**Written exercise A**
Using the text on Bush and Hezbollah, answer these:
(i) Who is named as chairman of the American Jewish Congress?
(ii) From which two countries does the text say material reaches Hezbollah?
(iii) About how much time does the text say has passed since the Syrians retreated from Lebanon?

**Given text**
───
Via WaPo: In Mideast Strife, Bush Sees a Step To Peace
“He [Bush] thinks he is playing in a longer-term game than the tacticians,” said the former official, who spoke anonymously so he could discuss his views candidly. “The tacticians would say: ‘Get an immediate cease-fire. Deal first with the humanitarian factors.’ The president would say: ‘You have an opportunity to really grind down Hezbollah. Let’s take it, even if there are other serious consequences that will have to be managed.’ ”Jack Rosen, chairman of the American Jewish Congress, said Bush’s statements reflect an unambiguous view of the situation. “He doesn’t seem to allow his vision to be clouded in any way,” said Rosen, a Democrat who has come to admire Bush’s Middle East policy. “It follows suit. Israel is in the right. Hezbollah is in the wrong. Terrorists have to be eliminated, and he sees Israel fighting the war he would fight against terrorism.”
This all sounds good, at least in the sense that degradation of a terrorist group is certainly a desirable goal. However, the long-term effects of the action have to be taken into consideration. The likelihood is that Hezbollah can replace both the rockets and the fighters lost in the conflict. Real success will be if that is not the case. However, since material is coming from outside from Syria and Iran, the replenishment of rockets is a near certainty. And, the events of the last week will, without any doubt, aid in the radicalization of Shi’ites in southern Lebanon. As such, I remain unconvinced that this action is going to achieve Israel’s long-term goals.
The main way by which Hezbollah is going to be through the political development of Lebanon and the strengthening of the Lebanese state to the point that it can effectively force the disarmament of Hezbollah. This past year’s “Cedar Revolution” (which was hailed as more than it was, although it was significant) was a step in the right direct: the ousting of Syrian military forces from Lebanon and a public celebration of democratic action. Indeed, there has been some pressure on Hezbollah to disarm–given that having a political party existing as an armed entity is hardly consistent with democracy, not to mention the painfully obvious fact that it allows such a group to conduct its own foreign policy.
However, we are talking roughly a year since the retreat of the Syrians from Lebanon–as such, it is hardly a shock that the anemic Lebanese state has been incapable of forcing Hezbollah to disarm in that time.
And here’s the rub: if the pre-invasion Lebanese state was incapable of dealing effectively with Hezbollah, a post-invasion Lebanese state will be powerless against even a degraded Hezbollah. It is also quite likely that at the end of the day, Syrian influence in Lebanon will increased.
───
**Rows**
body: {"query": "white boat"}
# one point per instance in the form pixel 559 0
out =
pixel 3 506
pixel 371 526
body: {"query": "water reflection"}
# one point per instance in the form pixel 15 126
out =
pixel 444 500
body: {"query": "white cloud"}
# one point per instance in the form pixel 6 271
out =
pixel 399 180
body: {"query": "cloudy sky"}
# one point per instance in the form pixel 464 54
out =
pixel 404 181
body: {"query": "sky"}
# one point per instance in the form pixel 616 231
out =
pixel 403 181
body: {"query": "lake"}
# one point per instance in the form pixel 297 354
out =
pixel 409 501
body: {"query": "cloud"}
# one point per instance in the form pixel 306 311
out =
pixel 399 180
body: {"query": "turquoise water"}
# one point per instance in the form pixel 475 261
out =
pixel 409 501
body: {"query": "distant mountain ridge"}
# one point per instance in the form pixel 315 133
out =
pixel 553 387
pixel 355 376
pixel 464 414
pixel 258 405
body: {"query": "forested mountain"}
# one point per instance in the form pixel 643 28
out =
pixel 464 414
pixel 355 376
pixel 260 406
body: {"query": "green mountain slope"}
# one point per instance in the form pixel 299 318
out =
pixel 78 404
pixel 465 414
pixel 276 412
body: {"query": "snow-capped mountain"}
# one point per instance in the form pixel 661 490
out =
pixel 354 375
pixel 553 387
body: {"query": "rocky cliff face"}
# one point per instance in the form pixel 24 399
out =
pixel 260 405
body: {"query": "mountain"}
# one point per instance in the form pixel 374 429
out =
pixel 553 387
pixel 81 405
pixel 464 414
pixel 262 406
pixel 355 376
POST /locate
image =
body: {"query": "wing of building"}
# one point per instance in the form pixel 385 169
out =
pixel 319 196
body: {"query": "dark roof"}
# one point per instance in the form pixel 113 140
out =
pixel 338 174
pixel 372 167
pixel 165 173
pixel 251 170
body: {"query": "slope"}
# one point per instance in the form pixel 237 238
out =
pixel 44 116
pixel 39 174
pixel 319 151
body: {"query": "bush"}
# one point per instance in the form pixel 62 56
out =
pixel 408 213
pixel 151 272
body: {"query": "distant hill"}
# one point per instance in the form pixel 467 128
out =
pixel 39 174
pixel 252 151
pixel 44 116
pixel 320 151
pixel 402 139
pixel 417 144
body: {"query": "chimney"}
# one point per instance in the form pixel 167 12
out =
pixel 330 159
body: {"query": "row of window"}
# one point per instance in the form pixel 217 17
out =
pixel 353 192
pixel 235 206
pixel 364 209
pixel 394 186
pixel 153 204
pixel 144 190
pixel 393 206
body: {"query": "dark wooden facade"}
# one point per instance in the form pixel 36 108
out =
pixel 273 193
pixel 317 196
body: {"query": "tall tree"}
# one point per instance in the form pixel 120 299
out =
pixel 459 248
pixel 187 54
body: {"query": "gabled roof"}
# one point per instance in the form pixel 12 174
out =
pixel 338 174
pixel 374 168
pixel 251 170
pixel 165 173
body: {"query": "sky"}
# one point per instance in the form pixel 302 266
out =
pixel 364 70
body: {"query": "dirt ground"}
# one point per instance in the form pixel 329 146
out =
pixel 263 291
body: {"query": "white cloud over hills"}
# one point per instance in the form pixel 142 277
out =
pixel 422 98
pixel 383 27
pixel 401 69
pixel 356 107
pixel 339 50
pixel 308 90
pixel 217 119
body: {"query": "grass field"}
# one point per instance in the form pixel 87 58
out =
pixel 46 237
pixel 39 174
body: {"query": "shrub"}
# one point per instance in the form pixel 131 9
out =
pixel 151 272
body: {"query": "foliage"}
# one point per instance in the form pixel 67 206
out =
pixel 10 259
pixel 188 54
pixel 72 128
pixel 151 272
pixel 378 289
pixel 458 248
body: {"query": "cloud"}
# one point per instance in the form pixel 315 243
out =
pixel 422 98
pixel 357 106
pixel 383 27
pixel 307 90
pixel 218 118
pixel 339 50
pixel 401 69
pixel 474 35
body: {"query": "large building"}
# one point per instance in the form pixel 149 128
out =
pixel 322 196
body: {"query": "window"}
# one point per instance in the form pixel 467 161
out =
───
**Written exercise B**
Rewrite the records as a Markdown table with the columns No. and Line, covering the part that runs from the first line of the records through the line containing "pixel 404 181", both included. Number each row and skip any blank lines.

**Correct output A**
(i) Jack Rosen
(ii) Syria and Iran
(iii) Roughly a year

**Correct output B**
| No. | Line |
|---|---|
| 1 | body: {"query": "white boat"} |
| 2 | # one point per instance in the form pixel 559 0 |
| 3 | out = |
| 4 | pixel 3 506 |
| 5 | pixel 371 526 |
| 6 | body: {"query": "water reflection"} |
| 7 | # one point per instance in the form pixel 15 126 |
| 8 | out = |
| 9 | pixel 444 500 |
| 10 | body: {"query": "white cloud"} |
| 11 | # one point per instance in the form pixel 6 271 |
| 12 | out = |
| 13 | pixel 399 180 |
| 14 | body: {"query": "cloudy sky"} |
| 15 | # one point per instance in the form pixel 464 54 |
| 16 | out = |
| 17 | pixel 404 181 |